INSTRUCTIONS FOR THE TASK:
Pull out every line from the records below that contains the string "mount", and copy each of those lines without any changes.

INPUT ROWS:

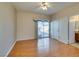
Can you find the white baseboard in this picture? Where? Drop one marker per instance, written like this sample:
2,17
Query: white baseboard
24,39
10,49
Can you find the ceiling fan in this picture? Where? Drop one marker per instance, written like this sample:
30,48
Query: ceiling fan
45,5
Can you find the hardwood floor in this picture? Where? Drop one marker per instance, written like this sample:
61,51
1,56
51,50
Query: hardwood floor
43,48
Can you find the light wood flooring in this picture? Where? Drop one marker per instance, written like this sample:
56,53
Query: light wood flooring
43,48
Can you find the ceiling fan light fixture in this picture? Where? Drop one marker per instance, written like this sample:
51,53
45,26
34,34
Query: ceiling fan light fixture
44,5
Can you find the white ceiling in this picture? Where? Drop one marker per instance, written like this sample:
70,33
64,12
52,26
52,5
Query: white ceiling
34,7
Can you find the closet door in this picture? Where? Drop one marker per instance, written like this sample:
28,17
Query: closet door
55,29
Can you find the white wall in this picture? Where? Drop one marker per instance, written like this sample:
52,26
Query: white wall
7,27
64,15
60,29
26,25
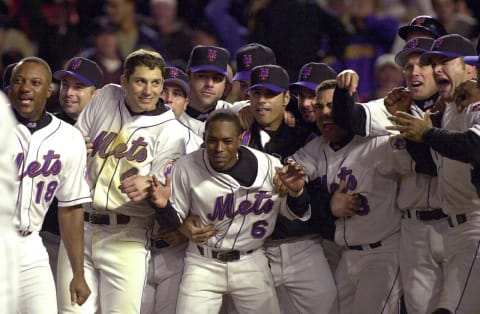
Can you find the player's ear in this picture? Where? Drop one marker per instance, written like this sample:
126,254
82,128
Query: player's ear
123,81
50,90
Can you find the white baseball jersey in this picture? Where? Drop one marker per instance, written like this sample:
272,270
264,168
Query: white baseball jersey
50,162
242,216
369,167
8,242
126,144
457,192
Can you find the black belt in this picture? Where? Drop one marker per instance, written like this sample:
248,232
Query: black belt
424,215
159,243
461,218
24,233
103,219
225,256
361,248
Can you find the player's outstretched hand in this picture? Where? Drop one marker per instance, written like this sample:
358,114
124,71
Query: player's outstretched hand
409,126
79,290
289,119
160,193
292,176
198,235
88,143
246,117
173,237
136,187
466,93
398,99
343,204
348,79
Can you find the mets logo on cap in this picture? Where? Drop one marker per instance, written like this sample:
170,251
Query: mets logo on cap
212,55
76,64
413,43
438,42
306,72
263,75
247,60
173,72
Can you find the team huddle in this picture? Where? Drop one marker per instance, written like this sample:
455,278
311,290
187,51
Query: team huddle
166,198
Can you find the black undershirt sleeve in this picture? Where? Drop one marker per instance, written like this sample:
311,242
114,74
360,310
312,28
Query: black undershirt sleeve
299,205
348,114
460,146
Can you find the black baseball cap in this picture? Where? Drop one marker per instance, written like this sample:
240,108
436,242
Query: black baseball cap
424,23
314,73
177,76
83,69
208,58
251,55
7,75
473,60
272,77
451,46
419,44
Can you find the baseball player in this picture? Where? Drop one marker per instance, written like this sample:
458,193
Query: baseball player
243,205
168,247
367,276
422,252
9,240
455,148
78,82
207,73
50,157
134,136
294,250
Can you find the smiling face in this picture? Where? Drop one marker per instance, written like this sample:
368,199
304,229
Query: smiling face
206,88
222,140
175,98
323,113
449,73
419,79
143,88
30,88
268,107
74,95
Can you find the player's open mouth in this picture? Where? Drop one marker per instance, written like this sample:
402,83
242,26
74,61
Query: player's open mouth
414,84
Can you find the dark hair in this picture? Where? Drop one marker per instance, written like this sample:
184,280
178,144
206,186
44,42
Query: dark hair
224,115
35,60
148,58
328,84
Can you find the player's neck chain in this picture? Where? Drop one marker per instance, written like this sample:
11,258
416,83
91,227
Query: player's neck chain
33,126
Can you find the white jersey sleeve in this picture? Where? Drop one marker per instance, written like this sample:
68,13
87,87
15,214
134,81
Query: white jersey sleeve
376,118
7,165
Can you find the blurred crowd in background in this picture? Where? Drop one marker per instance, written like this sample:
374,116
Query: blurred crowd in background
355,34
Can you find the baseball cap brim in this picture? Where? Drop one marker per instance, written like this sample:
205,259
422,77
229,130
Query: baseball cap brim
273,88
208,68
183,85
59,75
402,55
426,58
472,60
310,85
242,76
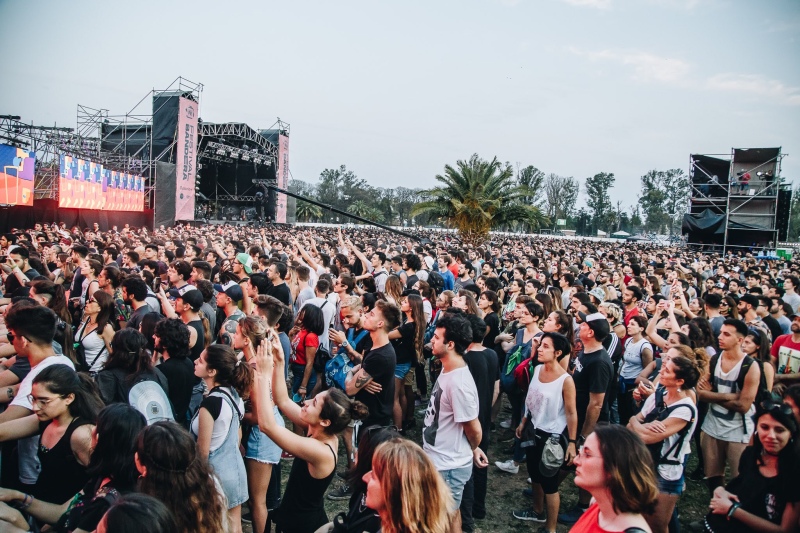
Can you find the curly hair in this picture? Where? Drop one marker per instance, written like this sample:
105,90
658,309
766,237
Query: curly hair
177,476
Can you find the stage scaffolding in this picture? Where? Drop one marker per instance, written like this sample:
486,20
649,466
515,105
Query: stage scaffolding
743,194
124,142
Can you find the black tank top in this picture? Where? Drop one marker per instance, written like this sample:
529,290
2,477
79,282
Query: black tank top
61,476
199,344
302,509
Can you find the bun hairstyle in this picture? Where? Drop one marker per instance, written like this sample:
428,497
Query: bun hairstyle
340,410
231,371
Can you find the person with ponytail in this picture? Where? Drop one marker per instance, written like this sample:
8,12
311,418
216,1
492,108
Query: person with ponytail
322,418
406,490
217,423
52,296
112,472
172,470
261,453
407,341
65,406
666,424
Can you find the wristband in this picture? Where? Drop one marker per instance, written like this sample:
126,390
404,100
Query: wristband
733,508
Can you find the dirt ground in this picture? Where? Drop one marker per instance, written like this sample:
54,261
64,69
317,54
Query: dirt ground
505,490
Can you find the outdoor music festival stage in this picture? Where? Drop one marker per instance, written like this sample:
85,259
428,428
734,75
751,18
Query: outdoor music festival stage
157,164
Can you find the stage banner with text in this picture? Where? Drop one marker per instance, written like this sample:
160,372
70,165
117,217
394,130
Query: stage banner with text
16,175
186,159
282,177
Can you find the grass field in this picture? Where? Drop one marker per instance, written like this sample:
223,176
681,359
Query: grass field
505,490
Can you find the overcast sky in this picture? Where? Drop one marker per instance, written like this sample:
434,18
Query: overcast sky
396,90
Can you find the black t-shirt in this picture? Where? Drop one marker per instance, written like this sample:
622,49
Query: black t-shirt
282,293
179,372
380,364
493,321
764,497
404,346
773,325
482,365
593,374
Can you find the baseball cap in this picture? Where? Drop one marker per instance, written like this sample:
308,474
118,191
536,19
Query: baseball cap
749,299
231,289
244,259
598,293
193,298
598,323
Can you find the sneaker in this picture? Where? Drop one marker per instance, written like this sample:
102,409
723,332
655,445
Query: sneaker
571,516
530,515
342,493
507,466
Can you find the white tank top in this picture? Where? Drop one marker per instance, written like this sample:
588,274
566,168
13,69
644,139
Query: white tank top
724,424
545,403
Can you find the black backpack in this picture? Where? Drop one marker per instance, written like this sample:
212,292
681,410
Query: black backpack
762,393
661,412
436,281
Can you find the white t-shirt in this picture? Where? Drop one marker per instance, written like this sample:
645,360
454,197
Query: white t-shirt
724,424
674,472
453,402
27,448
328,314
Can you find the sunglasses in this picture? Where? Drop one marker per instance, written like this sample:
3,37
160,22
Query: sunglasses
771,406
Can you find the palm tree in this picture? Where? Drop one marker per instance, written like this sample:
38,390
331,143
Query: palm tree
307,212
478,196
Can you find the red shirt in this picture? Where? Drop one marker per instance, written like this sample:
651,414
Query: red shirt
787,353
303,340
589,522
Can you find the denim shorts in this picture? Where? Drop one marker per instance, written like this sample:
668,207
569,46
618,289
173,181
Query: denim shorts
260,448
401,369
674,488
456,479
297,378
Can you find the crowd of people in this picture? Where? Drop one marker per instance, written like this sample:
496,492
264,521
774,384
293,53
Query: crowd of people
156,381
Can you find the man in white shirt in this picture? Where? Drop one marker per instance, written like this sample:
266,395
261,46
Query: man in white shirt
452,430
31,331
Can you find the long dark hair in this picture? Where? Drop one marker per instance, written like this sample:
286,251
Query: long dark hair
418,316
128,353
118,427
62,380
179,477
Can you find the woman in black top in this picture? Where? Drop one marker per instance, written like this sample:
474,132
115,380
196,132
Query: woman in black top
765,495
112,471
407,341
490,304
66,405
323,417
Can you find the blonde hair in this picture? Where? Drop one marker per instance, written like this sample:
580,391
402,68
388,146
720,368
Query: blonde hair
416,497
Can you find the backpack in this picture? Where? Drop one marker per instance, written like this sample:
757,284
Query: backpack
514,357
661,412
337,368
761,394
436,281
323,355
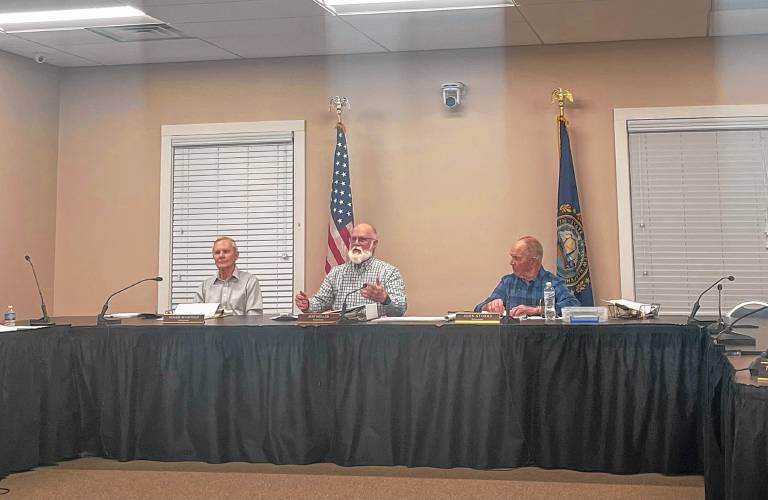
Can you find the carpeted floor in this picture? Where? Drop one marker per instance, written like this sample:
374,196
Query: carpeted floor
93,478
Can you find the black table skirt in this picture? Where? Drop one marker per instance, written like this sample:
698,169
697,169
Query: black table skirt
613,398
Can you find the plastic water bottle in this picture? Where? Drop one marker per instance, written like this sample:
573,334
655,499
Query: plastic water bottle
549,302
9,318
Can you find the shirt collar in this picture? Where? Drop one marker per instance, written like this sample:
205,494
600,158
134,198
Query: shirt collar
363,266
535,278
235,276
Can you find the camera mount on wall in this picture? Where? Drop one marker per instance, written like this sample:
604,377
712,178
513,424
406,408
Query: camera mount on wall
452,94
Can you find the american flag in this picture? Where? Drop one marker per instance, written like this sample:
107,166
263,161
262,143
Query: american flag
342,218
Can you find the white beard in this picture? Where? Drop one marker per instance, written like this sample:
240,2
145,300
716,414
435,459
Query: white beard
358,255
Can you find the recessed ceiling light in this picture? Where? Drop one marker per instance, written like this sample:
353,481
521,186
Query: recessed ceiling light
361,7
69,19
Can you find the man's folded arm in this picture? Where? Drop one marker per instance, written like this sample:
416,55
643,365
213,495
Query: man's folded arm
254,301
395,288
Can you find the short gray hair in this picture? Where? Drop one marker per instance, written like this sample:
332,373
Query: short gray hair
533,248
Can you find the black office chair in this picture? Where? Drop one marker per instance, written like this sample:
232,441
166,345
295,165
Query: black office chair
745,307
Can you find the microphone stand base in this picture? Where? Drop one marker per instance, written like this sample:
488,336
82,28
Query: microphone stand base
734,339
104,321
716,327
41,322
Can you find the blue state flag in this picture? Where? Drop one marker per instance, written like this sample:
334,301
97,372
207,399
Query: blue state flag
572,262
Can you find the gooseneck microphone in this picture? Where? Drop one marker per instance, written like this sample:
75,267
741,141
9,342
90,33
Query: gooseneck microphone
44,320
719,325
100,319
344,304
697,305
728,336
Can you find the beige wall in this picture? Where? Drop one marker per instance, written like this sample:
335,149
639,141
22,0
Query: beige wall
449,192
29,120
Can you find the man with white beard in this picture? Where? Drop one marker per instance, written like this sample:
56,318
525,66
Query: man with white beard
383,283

...

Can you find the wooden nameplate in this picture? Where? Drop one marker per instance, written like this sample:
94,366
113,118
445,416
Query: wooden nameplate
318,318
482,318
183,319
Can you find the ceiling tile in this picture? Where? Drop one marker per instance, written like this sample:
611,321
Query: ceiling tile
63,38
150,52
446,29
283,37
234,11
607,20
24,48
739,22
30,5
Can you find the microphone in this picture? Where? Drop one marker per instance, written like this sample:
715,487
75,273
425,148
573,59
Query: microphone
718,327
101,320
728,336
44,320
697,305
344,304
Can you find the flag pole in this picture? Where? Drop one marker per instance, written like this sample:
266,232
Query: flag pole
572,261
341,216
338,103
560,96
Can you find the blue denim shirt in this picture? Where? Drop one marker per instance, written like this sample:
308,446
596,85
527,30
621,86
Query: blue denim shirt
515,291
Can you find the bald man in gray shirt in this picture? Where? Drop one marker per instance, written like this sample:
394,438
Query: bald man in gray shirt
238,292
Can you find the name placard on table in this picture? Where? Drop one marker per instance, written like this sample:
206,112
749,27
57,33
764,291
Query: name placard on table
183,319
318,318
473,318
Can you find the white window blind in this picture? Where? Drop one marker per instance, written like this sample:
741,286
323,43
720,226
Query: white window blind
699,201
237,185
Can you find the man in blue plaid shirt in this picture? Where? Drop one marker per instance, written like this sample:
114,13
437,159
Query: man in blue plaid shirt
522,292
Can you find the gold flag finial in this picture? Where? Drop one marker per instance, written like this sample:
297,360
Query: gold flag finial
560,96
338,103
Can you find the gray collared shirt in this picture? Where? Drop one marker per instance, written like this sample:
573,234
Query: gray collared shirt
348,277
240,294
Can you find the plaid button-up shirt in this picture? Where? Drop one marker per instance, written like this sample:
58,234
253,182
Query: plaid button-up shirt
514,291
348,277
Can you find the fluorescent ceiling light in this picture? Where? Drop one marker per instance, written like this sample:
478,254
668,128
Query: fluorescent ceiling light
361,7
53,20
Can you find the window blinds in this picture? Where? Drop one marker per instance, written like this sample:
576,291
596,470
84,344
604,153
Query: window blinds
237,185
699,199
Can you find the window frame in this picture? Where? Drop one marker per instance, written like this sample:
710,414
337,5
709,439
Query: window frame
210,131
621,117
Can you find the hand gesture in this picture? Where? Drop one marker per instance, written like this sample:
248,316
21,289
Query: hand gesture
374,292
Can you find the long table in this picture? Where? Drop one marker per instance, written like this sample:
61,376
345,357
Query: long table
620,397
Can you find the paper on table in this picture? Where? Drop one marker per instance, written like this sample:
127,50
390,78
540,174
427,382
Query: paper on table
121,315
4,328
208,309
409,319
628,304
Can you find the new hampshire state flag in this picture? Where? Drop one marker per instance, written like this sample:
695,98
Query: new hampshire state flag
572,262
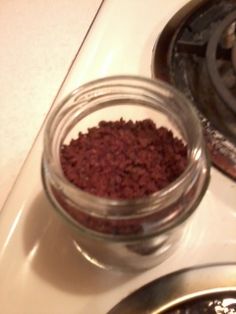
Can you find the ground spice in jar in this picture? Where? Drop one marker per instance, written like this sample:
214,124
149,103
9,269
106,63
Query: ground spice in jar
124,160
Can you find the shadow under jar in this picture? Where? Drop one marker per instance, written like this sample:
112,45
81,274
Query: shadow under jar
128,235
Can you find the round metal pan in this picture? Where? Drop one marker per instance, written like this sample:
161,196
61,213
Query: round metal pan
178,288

...

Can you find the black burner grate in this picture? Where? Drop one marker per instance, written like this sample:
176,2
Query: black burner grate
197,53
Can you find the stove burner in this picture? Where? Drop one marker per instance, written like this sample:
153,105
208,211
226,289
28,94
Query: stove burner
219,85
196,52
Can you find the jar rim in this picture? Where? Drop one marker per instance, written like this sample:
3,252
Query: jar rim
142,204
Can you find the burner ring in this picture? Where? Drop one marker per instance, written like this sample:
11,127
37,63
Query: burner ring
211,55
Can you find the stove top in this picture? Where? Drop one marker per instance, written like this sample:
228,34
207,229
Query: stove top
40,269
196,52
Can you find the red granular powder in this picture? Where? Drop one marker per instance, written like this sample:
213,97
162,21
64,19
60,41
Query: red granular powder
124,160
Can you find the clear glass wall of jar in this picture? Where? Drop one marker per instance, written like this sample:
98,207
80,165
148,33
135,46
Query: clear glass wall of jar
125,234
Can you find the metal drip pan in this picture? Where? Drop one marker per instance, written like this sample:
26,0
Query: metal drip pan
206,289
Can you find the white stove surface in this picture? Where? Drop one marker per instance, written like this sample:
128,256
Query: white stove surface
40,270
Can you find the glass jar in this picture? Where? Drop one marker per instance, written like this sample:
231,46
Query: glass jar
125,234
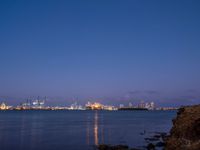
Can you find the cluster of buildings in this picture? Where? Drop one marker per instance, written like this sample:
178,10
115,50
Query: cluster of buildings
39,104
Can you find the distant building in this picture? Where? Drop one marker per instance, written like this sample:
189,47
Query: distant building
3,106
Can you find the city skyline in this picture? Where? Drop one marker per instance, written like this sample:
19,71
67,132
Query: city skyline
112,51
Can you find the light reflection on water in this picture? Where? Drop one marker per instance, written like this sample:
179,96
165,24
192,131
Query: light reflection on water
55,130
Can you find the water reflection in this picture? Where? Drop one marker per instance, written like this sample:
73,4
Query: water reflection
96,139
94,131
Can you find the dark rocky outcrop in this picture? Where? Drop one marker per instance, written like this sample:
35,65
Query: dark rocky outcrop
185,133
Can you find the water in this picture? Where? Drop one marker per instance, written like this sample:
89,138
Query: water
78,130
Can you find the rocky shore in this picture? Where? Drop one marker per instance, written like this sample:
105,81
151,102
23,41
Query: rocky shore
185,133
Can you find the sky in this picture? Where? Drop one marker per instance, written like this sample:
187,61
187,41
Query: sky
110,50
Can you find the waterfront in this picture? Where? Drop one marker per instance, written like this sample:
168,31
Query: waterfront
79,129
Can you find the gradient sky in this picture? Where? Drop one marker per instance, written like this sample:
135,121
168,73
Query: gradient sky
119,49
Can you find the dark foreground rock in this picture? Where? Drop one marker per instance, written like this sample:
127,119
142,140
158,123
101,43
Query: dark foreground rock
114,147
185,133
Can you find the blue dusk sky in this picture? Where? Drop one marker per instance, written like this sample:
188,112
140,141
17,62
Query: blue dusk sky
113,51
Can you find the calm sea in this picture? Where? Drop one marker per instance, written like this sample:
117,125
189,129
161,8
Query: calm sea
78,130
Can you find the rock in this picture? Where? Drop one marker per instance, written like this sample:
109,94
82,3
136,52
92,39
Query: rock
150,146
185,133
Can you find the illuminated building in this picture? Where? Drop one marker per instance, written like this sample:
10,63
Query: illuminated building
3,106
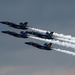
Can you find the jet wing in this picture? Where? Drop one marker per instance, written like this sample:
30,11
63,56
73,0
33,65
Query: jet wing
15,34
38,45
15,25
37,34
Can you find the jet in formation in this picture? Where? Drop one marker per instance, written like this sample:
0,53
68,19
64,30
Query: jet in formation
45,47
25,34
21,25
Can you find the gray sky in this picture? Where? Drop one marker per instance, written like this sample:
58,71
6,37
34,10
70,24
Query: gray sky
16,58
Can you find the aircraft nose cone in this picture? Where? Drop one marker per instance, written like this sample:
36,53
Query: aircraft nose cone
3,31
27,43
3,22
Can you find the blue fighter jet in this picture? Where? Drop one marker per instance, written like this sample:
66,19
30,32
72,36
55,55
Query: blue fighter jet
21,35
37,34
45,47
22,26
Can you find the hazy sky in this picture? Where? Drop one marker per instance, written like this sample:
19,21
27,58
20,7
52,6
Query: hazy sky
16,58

SOLUTION BELOW:
Can you find the camera mount on wall in this picture? Where? Drop one marker per instance, written like this sample:
Query: camera mount on wall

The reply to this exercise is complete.